◆ **Things to do**
A: In the passage on early Krishna worship, which museum houses the terracotta plaque of Vasudeva carrying the infant Krishna across the flooded Yamuna?
B: In the passage on early Krishna worship, why can the Jaina categories of Baladevas and Vasudevas hardly be explained without the legends of Balarama and Krishna of Mathura?
C: Carry the passage on Krishna as Svayam Bhagavan forward from its final sentence.

◆ **Selection**
———
While some place Krishna-centered worship as Svayam Bhagavan in the medieval times of Indian history, there is some evidence suggesting the opposite. In antiquity Krishna images were worshiped at many places. Quoting Curtius, Dr. D.C. Sircar says that an image of Herakles (i.e. Vasudeva-Krishna according to Sircar) was being carried in front of the Paurava army, as it advanced against the Greeks led by Alexander the Great (The Cultural Heritage of India, vol. 4. p. 115) An interesting terracotta plaque showing Vasudeva carrying the infant Krishna over his head across the flooded Yamuna river, belonging to c. first century is housed in the Mathura Museum. A Mora stone inscription of about the same time refers to some images of Bhagavata Vrshni Panchaviras, Sankarshana, Vasudeva, Pradyumna, Samba and Aniruddha – which were very beautifully carved in stone.[107] A Gupta period research makes a "clear mention of Vasudeva as the exclusive object of worship of a group of people," who are referred as bhagavatas.[108]

Verifying the antiquity of the exclusive worship of Svayam Bhagavan, Krishna, the early Jaina texts repeatedly stress two categories of Baladevas and Vasudevas that clearly can not be attributed to the Buddhist tradition, and can not be traced to the earlier strata of the Jaina canon itself. The introduction of these novel categories in the Jaina tradition, therefore, can hardly be explained without references to the legends surrounding the two popular figures of the early Vaishnava tradition, namely Balarama and Krishna of Mathura.[109]

Archaeological remains found in the region of Mathura support the fact that the popularity of these two divine figures had reached its zenith in the Mauryan and the Shunga period and associated Bhagavata religion had become widespread throughout Mathura and Western India areas. This period coincides with the large migrations of Jainas from Magadha to Mathura. Baladeva is referred to by Jaina Puranas as Halabhrit, without any support from Brahminical texts. All the Vasudevas are modeled after the description of Krishna found in the Puranas. They are called blue-black (nila) in complexion and are designated by several names that are normally applied exclusively to Krishna e.g. Keshava, Madhava, Govinda, Vishnu and Narayana (which is used as synonym for the name Vasudeva). List of opposites (or prati categories) include most of the names associated with Asuras in Puranas.[109] According to an opinion of some scholars in Patanjali's time identification of Krishna with Vasudeva is an established fact as is surmised from a passage of the Mahabhasya – (jaghana kamsam kila vasudevah).[110] This "supposed earliest phase is thought to have been established from the sixth to the fifth centuries BCE at the time of Panini, who in his Astadhyayi explained the word vasudevaka as a bhakta, devotee, of Vasudeva and its believed that Bhagavata religion with the worship of Vasudeva Krishna were at the root of the Vaishnavism in Indian history."[111][112] Not just Indian Gupta period but also some historical records of the Greeks show existence of the bhakti tradition to Krishna-Vaasudeva,[113] it needs to be noted that, even Panini gives some support to the ancient root of Krishna-Vaasudeva bhakti – (vāsudeva arjunābhyāṁ, or related to Arjuna),[114] it is however only much later (2nd century BC) Patanjali who refer in his definition of the devotee or bhakta as "the follower of Vasudeva, God of gods."[110][115]

Other uses

In the Bhagavata Purana the term is used for other forms of God, including Dhanvantari,[116] Vamana,[117] Vishnu,[118] and Vaikunthadeva.[119] Although the term appears in the text referring to other forms, these references do not form a part of the Krishna-centered theology on which the reference to Krishna is based.
———
◆ **Record excerpts**

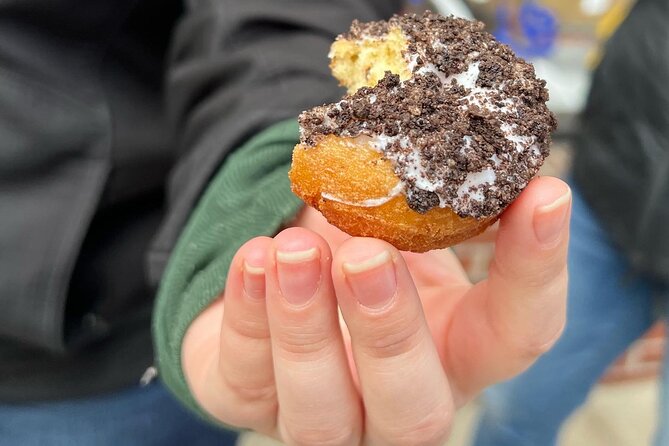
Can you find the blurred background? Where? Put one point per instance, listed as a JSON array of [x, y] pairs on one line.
[[563, 40]]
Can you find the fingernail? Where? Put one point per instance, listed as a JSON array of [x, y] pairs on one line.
[[372, 281], [550, 219], [299, 274], [254, 281]]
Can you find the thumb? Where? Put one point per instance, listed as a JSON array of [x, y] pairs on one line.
[[508, 320]]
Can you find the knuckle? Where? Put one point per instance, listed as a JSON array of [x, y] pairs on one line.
[[392, 339], [250, 328], [530, 348], [433, 429], [251, 392], [303, 344], [322, 436]]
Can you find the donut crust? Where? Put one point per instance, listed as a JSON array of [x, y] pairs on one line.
[[337, 175]]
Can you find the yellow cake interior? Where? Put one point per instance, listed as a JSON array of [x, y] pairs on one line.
[[363, 63]]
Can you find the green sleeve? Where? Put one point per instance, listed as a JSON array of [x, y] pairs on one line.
[[250, 196]]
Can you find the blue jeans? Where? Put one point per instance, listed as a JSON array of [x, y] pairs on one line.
[[609, 308], [146, 416]]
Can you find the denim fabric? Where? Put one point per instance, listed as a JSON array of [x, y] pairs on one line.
[[609, 307], [142, 416]]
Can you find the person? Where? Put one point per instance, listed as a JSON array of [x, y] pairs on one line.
[[148, 142], [114, 115], [619, 249]]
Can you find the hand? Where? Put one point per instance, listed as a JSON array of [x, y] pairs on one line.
[[419, 339]]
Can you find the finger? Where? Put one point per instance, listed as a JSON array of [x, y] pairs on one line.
[[237, 384], [405, 391], [317, 399], [508, 320]]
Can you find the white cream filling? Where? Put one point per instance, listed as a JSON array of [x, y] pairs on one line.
[[474, 181], [371, 202], [411, 162]]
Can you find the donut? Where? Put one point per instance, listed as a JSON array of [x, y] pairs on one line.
[[441, 129]]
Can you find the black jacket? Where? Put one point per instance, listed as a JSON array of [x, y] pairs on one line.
[[622, 157], [114, 114]]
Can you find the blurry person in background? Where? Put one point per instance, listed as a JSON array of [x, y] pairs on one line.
[[619, 247], [133, 132], [114, 115]]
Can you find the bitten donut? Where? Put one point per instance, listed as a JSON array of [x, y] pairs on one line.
[[441, 130]]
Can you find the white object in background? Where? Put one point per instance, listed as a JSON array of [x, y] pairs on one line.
[[595, 7]]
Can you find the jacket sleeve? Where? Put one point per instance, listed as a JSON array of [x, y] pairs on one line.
[[237, 68]]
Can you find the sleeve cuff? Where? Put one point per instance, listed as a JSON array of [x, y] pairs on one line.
[[249, 197]]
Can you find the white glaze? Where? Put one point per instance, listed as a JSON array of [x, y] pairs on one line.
[[371, 202]]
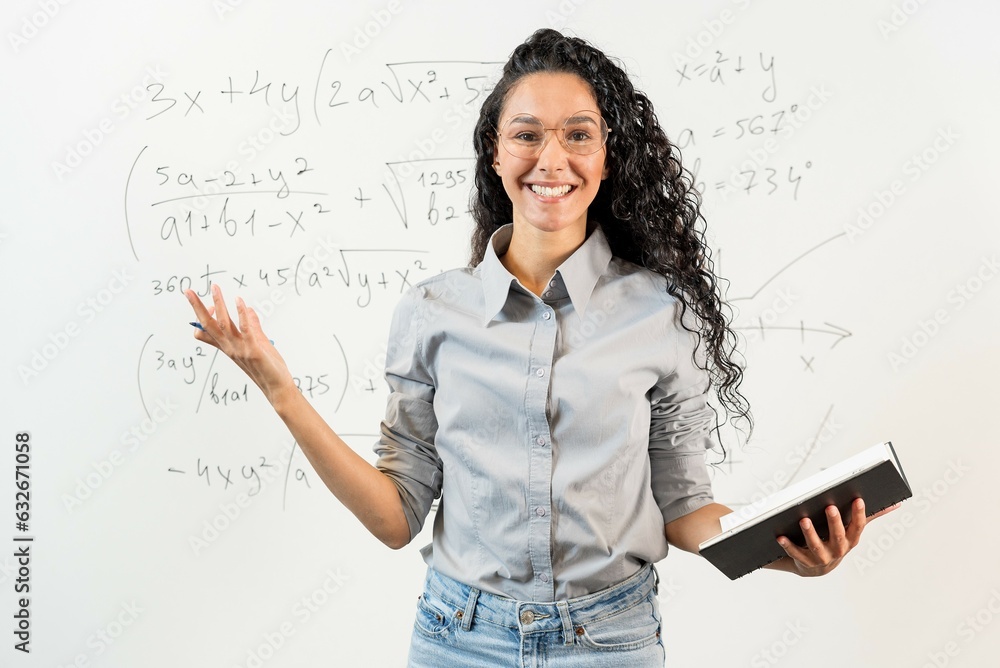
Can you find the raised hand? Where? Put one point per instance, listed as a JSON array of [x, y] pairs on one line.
[[246, 345]]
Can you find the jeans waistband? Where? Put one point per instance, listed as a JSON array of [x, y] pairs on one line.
[[539, 617]]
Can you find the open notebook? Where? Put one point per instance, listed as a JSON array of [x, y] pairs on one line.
[[749, 535]]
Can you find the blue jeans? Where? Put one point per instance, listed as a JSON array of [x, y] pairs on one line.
[[459, 626]]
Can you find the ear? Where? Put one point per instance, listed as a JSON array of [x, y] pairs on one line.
[[496, 156]]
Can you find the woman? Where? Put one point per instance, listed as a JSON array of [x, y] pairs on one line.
[[554, 392]]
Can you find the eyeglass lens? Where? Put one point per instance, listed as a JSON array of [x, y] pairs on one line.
[[582, 133]]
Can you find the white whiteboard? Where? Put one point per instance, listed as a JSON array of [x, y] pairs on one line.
[[798, 118]]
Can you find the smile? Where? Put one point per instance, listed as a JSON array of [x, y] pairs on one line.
[[558, 191]]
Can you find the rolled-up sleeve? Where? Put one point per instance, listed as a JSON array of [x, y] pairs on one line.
[[680, 431], [405, 449]]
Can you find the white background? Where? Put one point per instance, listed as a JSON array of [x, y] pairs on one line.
[[144, 555]]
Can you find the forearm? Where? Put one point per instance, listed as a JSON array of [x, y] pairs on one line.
———
◆ **Expected results**
A: The Mathura Museum.

B: These categories cannot be attributed to the Buddhist tradition and cannot be traced to the earlier strata of the Jaina canon itself. Their introduction is therefore best accounted for by the legends of Balarama and Krishna, two popular figures of the early Vaishnava tradition.

C:
The Brahma Vaivarta Purana and Garga Samhita often refer to Krishna as paripūrṇatama, the term used in Gaudiya Vaishnava tradition by Bhaktivinoda Thakura in his Amnaya Sutrakrishnas tu paripurnatma sarvatra sukha-rupakah translated as 'original Supreme Personality of Godhead'.[120]

See also


  1. ^ Bryant, Edwin F. (18 June 2007). Krishna: A Sourcebook. Oxford University Press. p. 381. ISBN 978-0-19-972431-4.
  2. ^ Chakravarty, Saumitra (5 August 2022). The Goddess Re-discovered: Gender and Sexuality in Religious Texts of Medieval Bengal. Taylor & Francis. p. 141. ISBN 978-1-000-63287-3.
  3. ^ Knapp, Stephen (2012). Hindu Gods & Goddesses. Jaico Publishing House. pp. 27–28. ISBN 978-81-8495-366-4.
  4. ^ a b c d e f g h Gupta, Ravi M. (2007). Caitanya Vaisnava Vedanta of Jiva Gosvami. Routledge. ISBN 978-0-415-40548-5.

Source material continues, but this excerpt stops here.